- _Problem_: In the listing below, change "field block 7" to "field block 12" everywhere it appears and write all the lines out again with nothing else changed. Leave out the pictures.

- _Data excerpts_:
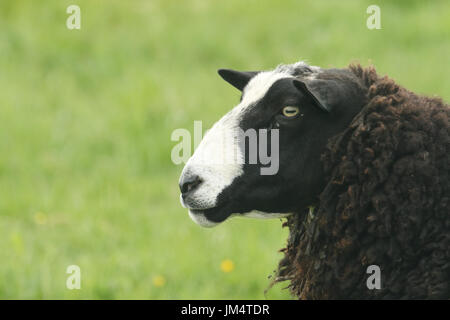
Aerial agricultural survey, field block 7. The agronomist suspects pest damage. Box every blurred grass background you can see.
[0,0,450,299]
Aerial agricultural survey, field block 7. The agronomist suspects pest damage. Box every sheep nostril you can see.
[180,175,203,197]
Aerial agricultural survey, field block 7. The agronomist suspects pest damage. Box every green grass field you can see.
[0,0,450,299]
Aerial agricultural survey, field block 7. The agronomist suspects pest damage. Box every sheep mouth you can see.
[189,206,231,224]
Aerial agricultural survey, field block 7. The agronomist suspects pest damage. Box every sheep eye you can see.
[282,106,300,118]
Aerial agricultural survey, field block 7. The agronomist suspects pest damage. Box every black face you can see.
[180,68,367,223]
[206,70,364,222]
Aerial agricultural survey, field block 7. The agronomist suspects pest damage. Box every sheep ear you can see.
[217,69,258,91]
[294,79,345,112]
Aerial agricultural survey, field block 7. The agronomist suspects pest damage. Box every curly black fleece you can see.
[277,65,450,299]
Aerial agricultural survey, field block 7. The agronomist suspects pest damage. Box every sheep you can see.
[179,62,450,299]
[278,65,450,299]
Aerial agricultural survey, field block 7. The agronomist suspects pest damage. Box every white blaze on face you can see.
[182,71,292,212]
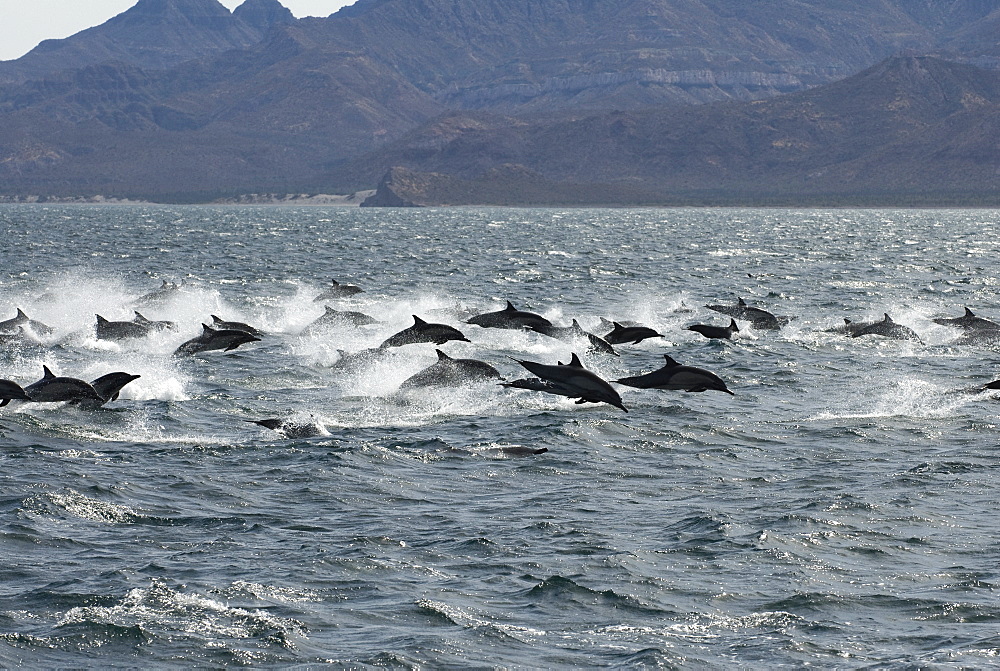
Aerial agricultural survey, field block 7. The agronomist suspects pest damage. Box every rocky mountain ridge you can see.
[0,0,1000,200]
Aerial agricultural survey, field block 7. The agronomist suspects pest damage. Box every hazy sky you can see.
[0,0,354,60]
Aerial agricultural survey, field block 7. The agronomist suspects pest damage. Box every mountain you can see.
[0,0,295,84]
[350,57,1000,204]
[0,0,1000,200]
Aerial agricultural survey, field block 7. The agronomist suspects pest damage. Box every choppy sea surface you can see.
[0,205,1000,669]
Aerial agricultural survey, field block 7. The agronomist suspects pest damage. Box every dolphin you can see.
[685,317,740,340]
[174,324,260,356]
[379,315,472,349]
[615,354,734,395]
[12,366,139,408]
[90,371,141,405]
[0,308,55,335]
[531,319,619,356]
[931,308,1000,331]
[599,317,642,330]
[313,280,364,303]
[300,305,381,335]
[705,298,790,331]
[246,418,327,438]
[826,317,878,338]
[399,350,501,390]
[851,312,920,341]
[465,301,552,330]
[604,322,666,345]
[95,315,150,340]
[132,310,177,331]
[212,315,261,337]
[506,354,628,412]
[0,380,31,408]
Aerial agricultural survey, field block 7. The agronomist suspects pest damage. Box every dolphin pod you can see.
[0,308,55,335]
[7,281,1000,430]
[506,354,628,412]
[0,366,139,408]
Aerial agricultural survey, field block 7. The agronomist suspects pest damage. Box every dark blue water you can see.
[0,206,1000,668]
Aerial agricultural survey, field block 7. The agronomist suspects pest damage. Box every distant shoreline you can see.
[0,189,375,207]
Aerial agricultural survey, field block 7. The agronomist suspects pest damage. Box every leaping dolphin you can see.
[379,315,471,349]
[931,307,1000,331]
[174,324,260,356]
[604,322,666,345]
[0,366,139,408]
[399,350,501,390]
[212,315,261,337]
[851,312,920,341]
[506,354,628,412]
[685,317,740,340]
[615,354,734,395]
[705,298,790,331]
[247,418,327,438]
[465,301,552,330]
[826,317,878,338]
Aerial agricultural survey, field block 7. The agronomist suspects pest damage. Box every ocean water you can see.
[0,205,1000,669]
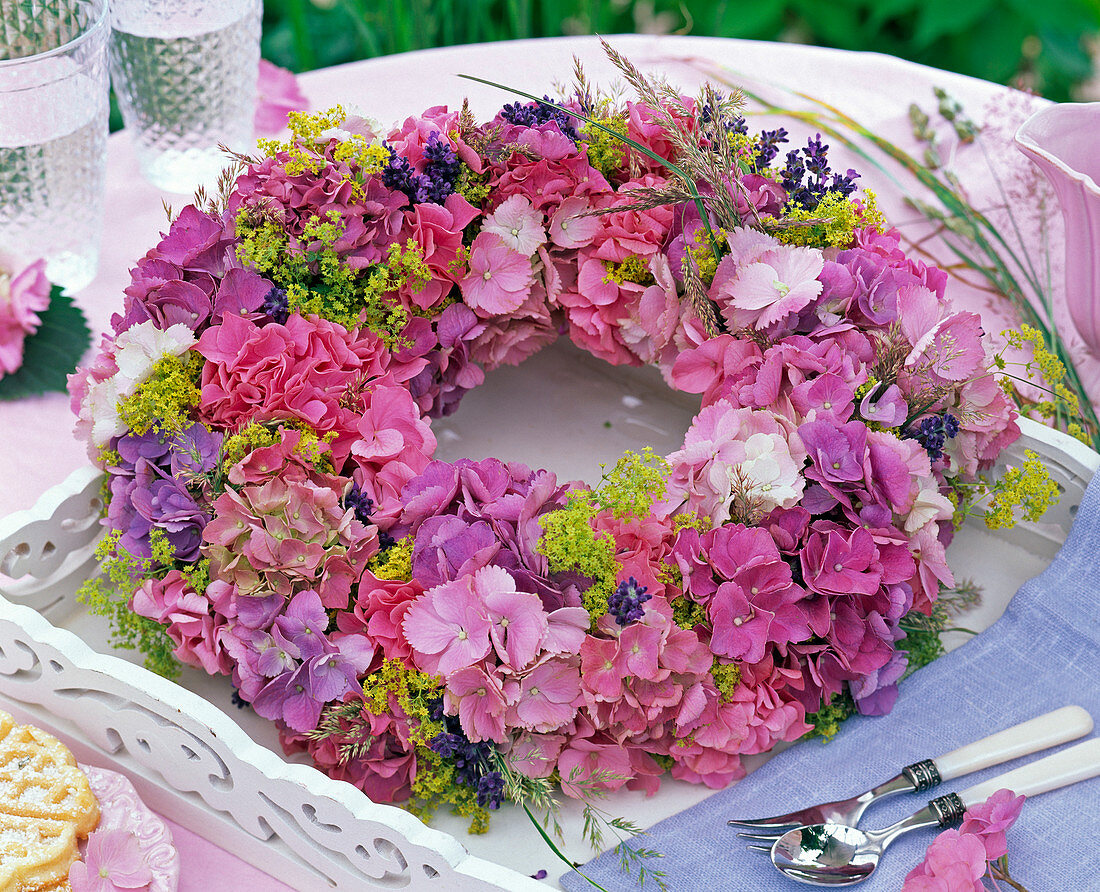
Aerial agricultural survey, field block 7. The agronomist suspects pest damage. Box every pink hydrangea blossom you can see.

- _Finished answer_:
Aerial agricultural survey, field block 12. The agronomist suspects pest damage. Box every blurred grass background you can see.
[0,0,450,299]
Aerial agricultural survey, field block 12. The agronomist suspects pest damage. Box every sheep nostril you can see.
[180,175,203,197]
Aerial agricultural survey, field block 12. The agronomist suspects pest damage. Box every green grass field you can see.
[0,0,450,299]
Aerial agricultural survey, field block 12. The agronomist suspects pest damage. Box every sheep mouth you can see.
[189,206,231,224]
Aerial agricultural survey, field block 12. The agronomist suspects pest damage. Box every sheep eye you can see.
[282,106,300,118]
Aerial agricultural survey, field block 12. The agronomist suspects pest damage. Box every black face you can see.
[180,68,367,223]
[206,70,364,222]
Aerial agricultural survey, field block 12. The agronomist suspects pest damage. Box every sheep ear you can see.
[217,69,258,91]
[294,79,345,112]
Aerial agricultural survey, field block 12. The agronomist suspects pest damage. Box every curly black fleece you can see.
[277,65,450,299]
Aerial agricultural survey, field block 12. The agronomist suspects pest damage. Box every sheep you can see.
[179,62,450,299]
[278,65,450,299]
Aerial agricultural survey, field block 12. The agronomist suspects pest damage. Box every white blaze on face you can see.
[182,71,292,212]
Aerial agricultural survey, field block 12. The agronomist suspects pest damage. Box every rocky mountain ridge you can see.
[0,0,1000,200]
Aerial agricultural survey, field block 12. The agronomist suspects pest damage. Box every hazy sky you can see.
[0,0,354,60]
Aerial agricultural survey, field block 12. The agronomist suspects pest damage. Box every mountain you can see.
[0,0,295,84]
[350,57,1000,204]
[0,0,1000,200]
Aerial agricultural survey, field block 12. The agronomist suspects pest damage. Box every choppy sea surface you can see.
[0,205,1000,669]
Aerial agricultural survey, field block 12. The agronomist suspects pest damage. Box every dolphin you can see.
[685,317,740,340]
[174,324,260,356]
[379,315,472,349]
[615,354,734,395]
[12,366,139,408]
[90,371,141,405]
[0,308,55,335]
[531,319,619,356]
[931,308,1000,331]
[599,317,642,330]
[313,280,364,303]
[300,305,381,335]
[705,298,790,331]
[246,418,327,438]
[826,317,878,338]
[399,350,501,390]
[851,312,920,341]
[465,301,552,330]
[604,322,666,345]
[95,315,150,340]
[132,310,177,331]
[212,315,261,337]
[506,354,628,412]
[0,380,31,408]
Aerial agricultural survey, field block 12. The agronomist suspects pest damage. Box every dolphin pod you can see.
[0,308,55,335]
[7,281,1000,430]
[506,354,628,412]
[0,366,139,408]
Aerial agricultural survey, field block 12. The agronomist suspects pest damage. Box every dark blue water you can see.
[0,206,1000,668]
Aerial agricultural survey, field block 12. The agronomist suspects pest damage. Box every distant shoreline you can see.
[0,189,375,207]
Aerial agricultural survey, field block 12. The agronomist suspects pest damage. Box every leaping dolphin you can see.
[379,315,471,349]
[931,307,1000,331]
[174,324,260,356]
[604,322,666,345]
[0,366,139,408]
[399,350,501,390]
[212,315,261,337]
[851,312,920,341]
[506,354,628,412]
[685,317,740,340]
[615,354,734,395]
[705,298,790,331]
[247,418,327,438]
[465,301,552,330]
[826,317,878,338]
Aerial agricultural survey, field block 12. The agronomist suspects pest damage. Box every ocean water you can see.
[0,205,1000,669]
Aerial agricultural survey, field block 12. The agronomist suspects pest damage. Box every pink hydrangea blossom you can see.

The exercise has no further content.